練習文章
用分子模擬探討環狀區胺基酸序列64~69對酚亞硫酸基轉移酵素活性的影響

Abstract

本實驗使用類比法 (Homology) 來模擬酚亞硫酸基轉移酵素的蛋白質結構，其骨架則是依據動情激素亞硫酸基轉移酵素(Estrogen sulfotransferase)的X-ray單晶繞射結構(1aqu of PDB )。我們可利用模擬出的酚亞硫酸基轉移酵素結構來解釋突變種酚亞硫酸基轉移酵素(K65ER68G)的獨特活性，並說明胺基酸C66，C82和C232之間的相互關係與功能。由結構中我們發現環狀區胺基酸序列區64~69是位於受質結合區的開口區附近而且可能作為控制受質進出的活動閘門。經過胺基酸序列的分析以及相關已解出結構的亞硫酸基轉移酵素所提供給我們的資訊皆指出此環狀區是屬於易滑動的。由前人所做的實驗數據以及我們所做的模擬結構中，我們可以證明此環狀區域位於酵素活性區的通路上，對於調控產物的釋出是非常重要的。主要的關鍵在於，序列C66 和C82 或是 C66 和 C232 所形成的雙硫鍵能夠固定住此易滑動的環狀區域，並且防止它阻礙到受質的結合或是產物的放出。另外由模擬的結構我們可以發現序列K65與R68的正電荷對於環狀區與酵素的活性區進出口之間的相互關係也是很重要的。這個發現也可以用來解釋為什麼突變種(K65ER68G)酵素只包含b 型(無受質PAP)：此原因為突變後形成的負電荷使得原本可以擋住受質進出口的滑動環狀區遠離，同樣的也可以解釋為何突變種(K65ER68G)酵素的生理反應活性可以不需經由氧化就能達到與野生種酵素氧化後得到的活性一樣。

作業說明
請依練習文章回答：
(a) 模擬酚亞硫酸基轉移酵素結構時，骨架依據的是哪一種酵素的X-ray單晶繞射結構？
(b) 哪些胺基酸之間形成的雙硫鍵能固定住易滑動的環狀區？
(c) 突變種(K65ER68G)酵素只包含哪一型？

(收集的資料項目)
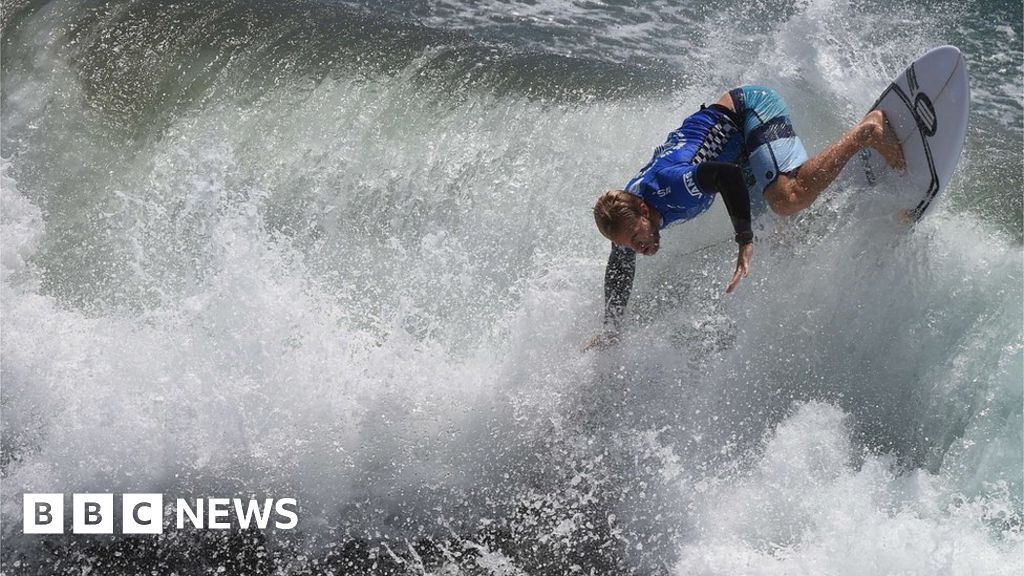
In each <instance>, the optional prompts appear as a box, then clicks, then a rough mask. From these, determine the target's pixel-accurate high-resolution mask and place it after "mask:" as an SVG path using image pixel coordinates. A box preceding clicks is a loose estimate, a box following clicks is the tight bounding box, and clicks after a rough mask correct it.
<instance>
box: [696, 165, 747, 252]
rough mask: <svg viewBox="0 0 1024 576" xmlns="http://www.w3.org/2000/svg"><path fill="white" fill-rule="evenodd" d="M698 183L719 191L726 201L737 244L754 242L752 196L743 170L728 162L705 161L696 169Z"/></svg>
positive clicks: (716, 190) (718, 192)
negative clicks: (742, 170) (746, 190)
mask: <svg viewBox="0 0 1024 576" xmlns="http://www.w3.org/2000/svg"><path fill="white" fill-rule="evenodd" d="M696 179H697V184H698V186H699V187H700V188H701V189H703V190H706V191H708V192H712V193H717V194H718V195H719V196H721V197H722V200H723V201H725V208H726V210H728V211H729V218H731V219H732V229H733V230H734V231H735V233H736V244H739V245H740V246H742V245H744V244H750V243H751V242H754V232H753V231H752V230H751V196H750V193H749V192H748V191H746V182H745V181H743V171H742V169H741V168H740V167H739V166H737V165H736V164H730V163H728V162H703V163H701V164H700V165H698V166H697V169H696Z"/></svg>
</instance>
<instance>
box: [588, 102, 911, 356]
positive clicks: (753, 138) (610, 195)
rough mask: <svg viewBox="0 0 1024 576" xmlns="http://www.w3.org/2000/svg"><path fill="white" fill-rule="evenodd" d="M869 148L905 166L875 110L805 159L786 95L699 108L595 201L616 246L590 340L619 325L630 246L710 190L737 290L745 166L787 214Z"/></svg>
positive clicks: (771, 196) (744, 225) (620, 316)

作答結果
(a) 動情激素亞硫酸基轉移酵素（Estrogen sulfotransferase），即1aqu of PDB。
(b) C66和C82，或C66和C232。
(c) b型（無受質PAP）。